### [QUOTED TEXT]
[Start]
January 4, 2012 by galudwig
Adam Pearson wrote a rousing post on the cause of liberty and the strategy of achieving its objectives yesterday. I am extremely sympathetic to his views and agree with all of his conclusions concerning self-education, but I am not completely convinced that this will be how libertarians will eventually be able to smash the state.
Adam takes a very Rothbardian position on the libertarian strategy for victory (page 297 – 322), and while I do not in any way purport to be capable of deeper thought (nor have I ever took the time for it) than either Rothbard or Adam, I feel I must deviate from this path somewhat. Not because I think a strategy of what Rothbard would call “right-wing opportunism” would be more effective (it would not, for all the reasons he and Adam have outlined), but for the following reason:
We live in a world that is, sadly, ruled by powerful states which use violence to organize society and are supported by fleeting, temporal political majorities. Even though the libertarian movement has never, in its entire history, been as “pure” as it has been now since the days of Rothbard, and though it has grown by leaps and bounds in the past decades, we must remember that we are still primarily “talking amongst ourselves”. We are considered a fringe group by the overwhelming majority of individuals in society. But this majority is only partly susceptible to logical arguments, as it consists mostly of those who vote with their “hearts”, not their “brains”.
Continual self-education strengthens our beliefs and brings us closer to real truth, so don’t understand me wrong, I am not at all claiming that this is not necessary. Furthermore, the need for a pure movement is also clear, considering the failure of previous, more “diluted” movements of liberty — intellectual ones like those spearheaded by such authors as Friedman and Hayek, and political ones like the fusionist doctrines of Reagan and Thatcher. No, we need a strong, pure, idealistic movement, consisting of intellectual giants who can provide us with the intellectual ammunition with which we, ministers of freedom, as Adam calls it, are to fight the state in all its evil. And, yes, we militants must in turn be as educated and well-equipped as possible to deflect any and all arguments our intellectual enemies will throw at us.
BUT. An intellectual movement and a political movement are not one and the same, and it is ultimately a change in the political environment that we are trying to achieve. I think that if we look at the history of the 19th century, we see here the history of a true intellectual-political philosophy of liberty. Its great proponents smashed the old mercantilist theories and gradually gained greater shares in the power over the state apparatus. Though none were ever able to free themselves completely from certain state doctrines, this was a time when it seemed that in a few generations, liberty would engulf the entire world. So what happened? Socialism happened.
[End]
### [ENTRIES]
[Start]
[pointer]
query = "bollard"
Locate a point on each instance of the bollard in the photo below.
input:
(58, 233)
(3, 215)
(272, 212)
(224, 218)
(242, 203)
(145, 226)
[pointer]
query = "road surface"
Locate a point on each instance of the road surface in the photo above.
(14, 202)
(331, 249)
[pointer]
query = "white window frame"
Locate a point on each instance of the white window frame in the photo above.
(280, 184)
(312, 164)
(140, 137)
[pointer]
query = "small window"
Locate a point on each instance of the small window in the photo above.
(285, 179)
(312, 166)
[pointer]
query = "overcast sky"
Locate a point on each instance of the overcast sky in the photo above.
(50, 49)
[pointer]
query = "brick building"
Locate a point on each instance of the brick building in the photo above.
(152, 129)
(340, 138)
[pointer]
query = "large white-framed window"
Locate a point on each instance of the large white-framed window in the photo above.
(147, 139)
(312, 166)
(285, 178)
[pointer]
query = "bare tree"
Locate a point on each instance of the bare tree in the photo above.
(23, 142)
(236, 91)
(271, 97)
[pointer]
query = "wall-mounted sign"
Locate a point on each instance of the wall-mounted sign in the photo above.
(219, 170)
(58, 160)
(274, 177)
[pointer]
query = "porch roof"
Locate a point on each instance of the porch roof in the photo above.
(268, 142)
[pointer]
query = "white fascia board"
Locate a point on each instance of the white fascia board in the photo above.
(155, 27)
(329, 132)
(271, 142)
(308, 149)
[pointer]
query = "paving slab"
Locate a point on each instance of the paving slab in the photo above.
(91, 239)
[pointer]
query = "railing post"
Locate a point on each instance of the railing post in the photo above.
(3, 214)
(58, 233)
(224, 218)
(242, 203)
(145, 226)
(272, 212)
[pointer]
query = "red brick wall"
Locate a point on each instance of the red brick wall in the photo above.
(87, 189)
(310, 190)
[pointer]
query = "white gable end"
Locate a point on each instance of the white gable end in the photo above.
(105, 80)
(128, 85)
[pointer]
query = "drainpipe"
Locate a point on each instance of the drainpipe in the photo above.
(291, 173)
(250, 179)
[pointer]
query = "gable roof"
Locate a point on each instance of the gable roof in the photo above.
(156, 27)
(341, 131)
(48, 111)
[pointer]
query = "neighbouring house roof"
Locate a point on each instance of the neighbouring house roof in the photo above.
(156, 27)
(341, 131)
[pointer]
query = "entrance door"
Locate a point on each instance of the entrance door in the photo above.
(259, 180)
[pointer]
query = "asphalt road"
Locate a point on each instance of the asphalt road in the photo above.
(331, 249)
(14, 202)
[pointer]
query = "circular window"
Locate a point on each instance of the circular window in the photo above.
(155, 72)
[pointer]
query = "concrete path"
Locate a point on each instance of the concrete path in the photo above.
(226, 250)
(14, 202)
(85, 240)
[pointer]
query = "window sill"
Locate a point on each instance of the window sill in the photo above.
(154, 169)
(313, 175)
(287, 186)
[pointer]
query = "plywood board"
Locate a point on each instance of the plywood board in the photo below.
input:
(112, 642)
[End]
### [TASK REQUIREMENTS]
1. In the post on libertarian strategy, what does the writer say happened to the 19th-century movement of liberty?
2. Pick up the post on libertarian strategy right after its final sentence and keep writing it.

### [RESULTS IN ORDER]
1. Socialism happened.

2.
Adam talks in a comment on his post about the communist strategy for victory, pointing at its pure movement which did not stray from the true path, and this is entirely correct. However, these hardcore believers were the ones who achieved victory through violence, spurious doctrines such as dialectical materialism and polylogism, and mass murder, tactics which I can hardly see being used by libertarians. The more lasting successes of socialism were more attributable to their multi-layered strategy, which was really a mix of the above hardcore elements, their mass appeal through emotional arguments and their high-brow rhetoric. In the liberal democracies, the rhetoric pulled in the intellectually inclined and their mass appeal and emotional argumentation handed them the victory.
The 19th century liberals ultimately failed and their hopes and dreams of a liberal future turned out to be vain, in retrospect almost ridiculously so. And this, in spite of having the better arguments, generally being better educated, and even having political power in many countries. The reason (in my opinion) is that they were unable to compete with the socialists in their fight for popular support and votes. And why? Because the people were not interested in who was right, but rather more in who seemed to have the best intentions and who could promise the most without hesitation (the socialist author whose name escapes me who promised that the oceans would be filled with orange juice springs to mind).
Flash-forward to today and the libertarians are now a fringe position. We have the intellectual arguments, we have a pure movement of liberty, but what we do not have is popular support. Cutting my rant short, while we are spreading the gospel of liberty and are well on our way of building a libertarian future, it will only come true if we can pull not just the intellectually inclined, but those who vote with their “hearts” as well. We must build arguments that speak to the emotions of the socially conscious. We must speak in terms of liberty and slavery, of life and death, of good and evil. Adam is entirely right when he says that someone who is swayed by an emotional appeal will generally only be so in the short term, but it is in the short term that history is made and elections are decided, also, one strategy does not preclude the use of others. It seems, to me at least, that we are winning the intellectual battle, but we can not afford to neglect the political one. In short, we must attack on all fronts, and strengthen on those fields where interventionism/socialism has an advantage, because the enemies of liberty are not going to make it easy for us and will keep calling us antisocial, racist, supporters of child labor, or any other insult which is completely ridiculous, but which causes regular people to avoid conversing with us..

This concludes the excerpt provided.